#### What is required
Every entry that follows should be repeated exactly; drop the images.

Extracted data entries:

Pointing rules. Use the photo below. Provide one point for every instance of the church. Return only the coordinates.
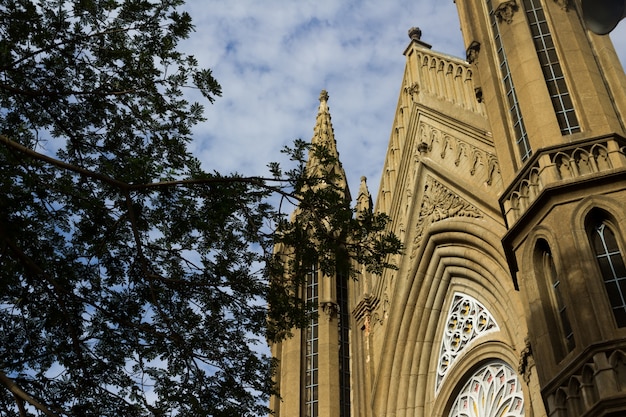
(505, 178)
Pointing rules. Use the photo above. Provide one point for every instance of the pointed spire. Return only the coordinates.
(364, 199)
(324, 135)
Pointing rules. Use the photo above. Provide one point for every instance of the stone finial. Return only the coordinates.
(415, 33)
(506, 10)
(324, 95)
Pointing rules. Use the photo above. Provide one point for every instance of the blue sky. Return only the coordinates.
(273, 57)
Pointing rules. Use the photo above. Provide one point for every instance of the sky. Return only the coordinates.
(273, 57)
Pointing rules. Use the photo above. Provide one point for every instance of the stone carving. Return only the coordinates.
(463, 151)
(472, 52)
(467, 320)
(526, 361)
(413, 91)
(440, 203)
(493, 391)
(563, 3)
(330, 309)
(505, 11)
(415, 34)
(565, 164)
(479, 94)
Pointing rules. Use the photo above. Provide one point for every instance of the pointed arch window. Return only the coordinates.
(467, 320)
(493, 391)
(311, 354)
(521, 136)
(551, 68)
(611, 264)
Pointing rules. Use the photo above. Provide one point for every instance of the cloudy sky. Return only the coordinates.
(273, 57)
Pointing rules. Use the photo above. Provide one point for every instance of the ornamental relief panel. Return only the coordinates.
(439, 203)
(467, 320)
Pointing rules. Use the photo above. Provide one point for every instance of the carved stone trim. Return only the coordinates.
(564, 4)
(472, 52)
(413, 91)
(506, 10)
(467, 320)
(440, 203)
(479, 94)
(330, 309)
(492, 391)
(526, 361)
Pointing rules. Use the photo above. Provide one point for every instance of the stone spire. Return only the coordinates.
(324, 135)
(364, 198)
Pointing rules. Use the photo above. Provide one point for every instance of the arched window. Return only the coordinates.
(611, 264)
(493, 391)
(548, 273)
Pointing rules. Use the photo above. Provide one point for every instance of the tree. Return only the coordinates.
(132, 281)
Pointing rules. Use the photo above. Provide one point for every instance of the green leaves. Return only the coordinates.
(132, 282)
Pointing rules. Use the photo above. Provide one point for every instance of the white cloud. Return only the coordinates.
(273, 57)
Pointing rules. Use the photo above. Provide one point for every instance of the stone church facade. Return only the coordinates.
(505, 179)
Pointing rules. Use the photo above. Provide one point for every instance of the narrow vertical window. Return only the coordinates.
(550, 274)
(611, 264)
(551, 67)
(311, 383)
(521, 136)
(344, 344)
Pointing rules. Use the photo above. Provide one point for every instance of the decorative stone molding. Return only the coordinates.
(413, 91)
(472, 52)
(415, 34)
(440, 203)
(366, 311)
(446, 78)
(593, 385)
(464, 154)
(526, 361)
(479, 94)
(492, 389)
(506, 10)
(561, 165)
(330, 309)
(564, 4)
(467, 320)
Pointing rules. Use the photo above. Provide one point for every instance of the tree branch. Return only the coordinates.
(20, 394)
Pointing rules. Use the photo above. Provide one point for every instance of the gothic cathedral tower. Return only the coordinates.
(555, 97)
(505, 179)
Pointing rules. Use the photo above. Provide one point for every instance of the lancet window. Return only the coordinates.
(611, 264)
(521, 136)
(551, 67)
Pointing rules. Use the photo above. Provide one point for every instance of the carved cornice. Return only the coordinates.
(506, 10)
(472, 52)
(412, 91)
(563, 3)
(463, 151)
(330, 309)
(440, 203)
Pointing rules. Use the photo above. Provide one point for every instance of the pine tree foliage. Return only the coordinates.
(132, 281)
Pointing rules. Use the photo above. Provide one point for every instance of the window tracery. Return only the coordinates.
(467, 320)
(493, 391)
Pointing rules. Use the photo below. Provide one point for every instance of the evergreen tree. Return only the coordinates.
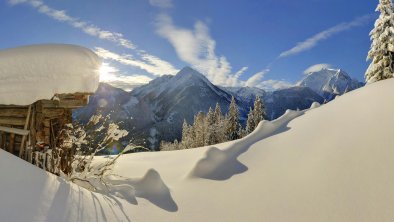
(187, 138)
(210, 127)
(382, 48)
(220, 134)
(199, 130)
(218, 114)
(258, 112)
(232, 121)
(250, 126)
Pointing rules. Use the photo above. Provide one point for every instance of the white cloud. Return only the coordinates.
(197, 48)
(161, 3)
(88, 28)
(256, 79)
(149, 63)
(314, 40)
(317, 67)
(111, 75)
(272, 85)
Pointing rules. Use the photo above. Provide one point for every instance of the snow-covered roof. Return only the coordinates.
(32, 73)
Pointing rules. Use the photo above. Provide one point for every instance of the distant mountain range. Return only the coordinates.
(156, 111)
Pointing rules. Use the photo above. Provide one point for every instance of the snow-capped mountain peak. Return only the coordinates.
(329, 83)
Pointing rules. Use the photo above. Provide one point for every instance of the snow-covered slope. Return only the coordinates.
(277, 102)
(332, 163)
(329, 83)
(31, 73)
(28, 194)
(156, 111)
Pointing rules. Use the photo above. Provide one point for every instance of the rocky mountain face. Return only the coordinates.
(156, 111)
(330, 83)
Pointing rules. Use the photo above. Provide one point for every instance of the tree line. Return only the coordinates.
(214, 127)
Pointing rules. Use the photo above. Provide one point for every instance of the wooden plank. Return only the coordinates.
(68, 104)
(3, 141)
(52, 113)
(11, 144)
(14, 121)
(22, 148)
(13, 112)
(16, 131)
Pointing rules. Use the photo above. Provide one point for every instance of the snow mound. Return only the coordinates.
(36, 72)
(332, 163)
(223, 164)
(29, 194)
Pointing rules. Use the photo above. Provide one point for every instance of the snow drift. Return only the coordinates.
(31, 73)
(330, 163)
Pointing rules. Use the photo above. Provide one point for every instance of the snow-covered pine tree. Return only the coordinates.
(232, 121)
(258, 111)
(199, 130)
(210, 128)
(219, 126)
(187, 135)
(250, 126)
(382, 48)
(218, 114)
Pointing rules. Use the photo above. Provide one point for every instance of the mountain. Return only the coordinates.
(303, 166)
(156, 111)
(329, 83)
(277, 102)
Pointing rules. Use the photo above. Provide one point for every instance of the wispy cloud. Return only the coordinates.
(271, 85)
(317, 67)
(161, 3)
(144, 61)
(86, 27)
(197, 48)
(314, 40)
(150, 64)
(113, 76)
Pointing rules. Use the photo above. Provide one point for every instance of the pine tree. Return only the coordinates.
(187, 139)
(258, 111)
(210, 128)
(220, 134)
(218, 114)
(250, 126)
(199, 130)
(232, 121)
(382, 48)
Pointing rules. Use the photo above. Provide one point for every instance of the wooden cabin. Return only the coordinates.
(31, 131)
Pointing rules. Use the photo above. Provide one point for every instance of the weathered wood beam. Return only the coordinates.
(22, 147)
(16, 131)
(52, 113)
(11, 144)
(67, 104)
(13, 112)
(14, 121)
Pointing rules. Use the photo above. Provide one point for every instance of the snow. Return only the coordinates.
(329, 82)
(31, 73)
(330, 163)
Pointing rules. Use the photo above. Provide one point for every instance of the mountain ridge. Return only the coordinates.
(156, 111)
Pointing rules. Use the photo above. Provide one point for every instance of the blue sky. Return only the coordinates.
(262, 43)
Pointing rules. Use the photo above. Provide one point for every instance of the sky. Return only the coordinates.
(268, 44)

#### Expected answer
Pointing rules. Use the photo below. Provide one point for every instance of the church. Return only the coordinates.
(505, 178)
Pointing rules. Use the photo above. Provide one point for every instance of the pointed spire. Return only the coordinates.
(364, 199)
(324, 135)
Pointing rules. Use the photo above. Provide one point for every instance of the stone finial. Return only the coordinates.
(415, 33)
(506, 10)
(324, 95)
Pointing rules. Use the photo above. Provide one point for every instance of the blue sky. Return only the coordinates.
(273, 57)
Pointing rules. Use the photo above. Provide one point for every instance of the sky. Return only the coordinates.
(273, 57)
Pointing rules. Use the photo above. Provide one point for every instance of the stone carving. Return only the coordinates.
(463, 151)
(472, 52)
(467, 320)
(526, 361)
(413, 91)
(440, 203)
(493, 391)
(563, 3)
(330, 309)
(505, 11)
(415, 34)
(565, 164)
(479, 94)
Pointing rules. Use the photo above. Provide one point for every instance of the pointed arch window. Return only the coordinates.
(467, 320)
(493, 391)
(311, 354)
(521, 136)
(551, 68)
(611, 264)
Pointing rules. Use the photo above. Provide one point for every instance of the cloudy sky. Return only the coordinates.
(273, 57)
Pointing rules. Use the photo above. Provide one point for every instance of the ornamental relief panel. Return only the coordinates.
(439, 203)
(467, 320)
Pointing rules. Use the photo above. Provide one point for every instance of the carved stone trim. Return only the coordinates.
(564, 4)
(472, 52)
(413, 91)
(506, 10)
(467, 320)
(440, 203)
(479, 94)
(330, 309)
(492, 391)
(526, 361)
Pointing rules. Use the photo above. Provide one point for every instance of the stone spire. Return only the coordinates.
(324, 135)
(364, 198)
Pointing rules. Use the photo above. Provide one point for every instance of the arched window. Return only the coordinates.
(611, 264)
(493, 391)
(548, 273)
Pointing rules. Use the photo above. Provide one point for every instance of the tree. Return only the coordinates.
(132, 281)
Pointing rules. Use the photo above. Provide one point for every instance of the green leaves. Return only the coordinates.
(132, 282)
Pointing rules. Use the photo above. Provide one point for every instance of the white cloud. Return only the coordinates.
(273, 57)
Pointing rules. Use the photo above. Provide one point for every instance of the stone church facade. Return only the coordinates.
(505, 179)
Pointing rules. Use the photo above. Provide one point for every instance of the narrow vertical window. Return only the coordinates.
(550, 274)
(611, 264)
(551, 67)
(311, 383)
(521, 136)
(344, 344)
Pointing rules. Use the photo above. Provide one point for every instance of the decorative stone molding. Return only the coordinates.
(413, 91)
(472, 52)
(415, 34)
(440, 203)
(366, 311)
(446, 78)
(593, 385)
(464, 154)
(526, 361)
(479, 94)
(492, 389)
(506, 10)
(561, 165)
(330, 309)
(564, 4)
(467, 320)
Pointing rules. Use the photo above. Provide one point for every instance of the tree branch. Return only the coordinates.
(20, 394)
Pointing rules. Use the photo above. Provide one point for every instance of the gothic cathedral tower. Return only the coordinates.
(555, 97)
(505, 179)
Pointing rules. Use the photo above. Provide one point for every instance of the lancet window. Return only the coordinates.
(611, 264)
(521, 136)
(551, 67)
Pointing rules. Use the photo above. Provide one point for every instance of the carved cornice. Return only the coordinates.
(506, 10)
(472, 52)
(412, 91)
(563, 3)
(463, 151)
(330, 309)
(440, 203)
Pointing rules. Use the photo above. Provide one point for every instance of the pine tree foliage. Return only the coordinates.
(132, 281)
Pointing rules. Use the photo above. Provide one point for every instance of the window tracery. Return only the coordinates.
(467, 320)
(493, 391)
Pointing rules. Use the photo below. Provide one point for every instance of the evergreen tree. Return only the coordinates.
(187, 138)
(210, 127)
(382, 48)
(220, 134)
(199, 130)
(218, 114)
(258, 112)
(232, 121)
(250, 126)
Pointing rules. Use the photo above. Provide one point for every instance of the white cloud. Return only the coordinates.
(197, 48)
(161, 3)
(88, 28)
(256, 79)
(149, 63)
(314, 40)
(317, 67)
(111, 75)
(272, 85)
Pointing rules. Use the photo above. Provide one point for every instance of the snow-covered roof. Return only the coordinates.
(32, 73)
Pointing rules. Use the photo above. Provide one point for every instance of the distant mountain range. Return only the coordinates.
(156, 111)
Pointing rules. Use the photo above. Provide one point for every instance of the snow-capped mountain peak. Return only the coordinates.
(329, 83)
Pointing rules. Use the photo above. Provide one point for every instance of the snow-covered slope. Return only the coordinates.
(277, 102)
(332, 163)
(329, 83)
(31, 73)
(28, 194)
(156, 111)
Pointing rules. Use the photo above. Provide one point for every instance of the rocky mountain face. Return only the coordinates.
(156, 111)
(330, 83)
Pointing rules. Use the photo above. Provide one point for every instance of the tree line. Return only the coordinates.
(214, 127)
Pointing rules. Use the photo above. Provide one point for every instance of the wooden plank. Return only the coordinates.
(68, 104)
(3, 141)
(52, 113)
(11, 144)
(14, 121)
(22, 148)
(13, 112)
(16, 131)
Pointing rules. Use the photo above. Provide one point for every instance of the snow mound. Return only the coordinates.
(36, 72)
(332, 163)
(223, 164)
(29, 194)
Pointing rules. Use the photo above. Provide one point for every instance of the snow drift. Return only the coordinates.
(31, 73)
(330, 163)
Pointing rules. Use the photo above. Provide one point for every instance of the snow-covered pine tree. Return only the coordinates.
(232, 121)
(258, 111)
(199, 130)
(210, 128)
(219, 126)
(187, 135)
(250, 126)
(382, 48)
(218, 114)
Pointing rules. Use the photo above. Provide one point for every instance of the mountain. Return only the coordinates.
(303, 166)
(156, 111)
(329, 83)
(277, 102)
Pointing rules. Use the photo above. Provide one point for every instance of the wispy cloud. Return only the coordinates.
(271, 85)
(317, 67)
(161, 3)
(144, 61)
(86, 27)
(197, 48)
(314, 40)
(150, 64)
(113, 76)
Pointing rules. Use the photo above. Provide one point for every instance of the pine tree. Return only the coordinates.
(187, 139)
(258, 111)
(210, 128)
(220, 134)
(218, 114)
(250, 126)
(199, 130)
(232, 121)
(382, 48)
Pointing rules. Use the photo above. Provide one point for every instance of the wooden cabin. Return only the coordinates.
(31, 131)
Pointing rules. Use the photo above. Provide one point for every instance of the weathered wood beam. Return only the coordinates.
(22, 147)
(16, 131)
(52, 113)
(11, 144)
(67, 104)
(13, 112)
(14, 121)
Pointing rules. Use the photo above. Provide one point for every instance of the snow. Return only the coordinates.
(329, 82)
(31, 73)
(330, 163)
Pointing rules. Use the photo above. Provide one point for every instance of the mountain ridge. Return only the coordinates.
(156, 111)
Pointing rules. Use the photo above. Provide one point for every instance of the blue sky. Return only the coordinates.
(262, 43)
Pointing rules. Use the photo above. Provide one point for every instance of the sky. Return only the coordinates.
(268, 44)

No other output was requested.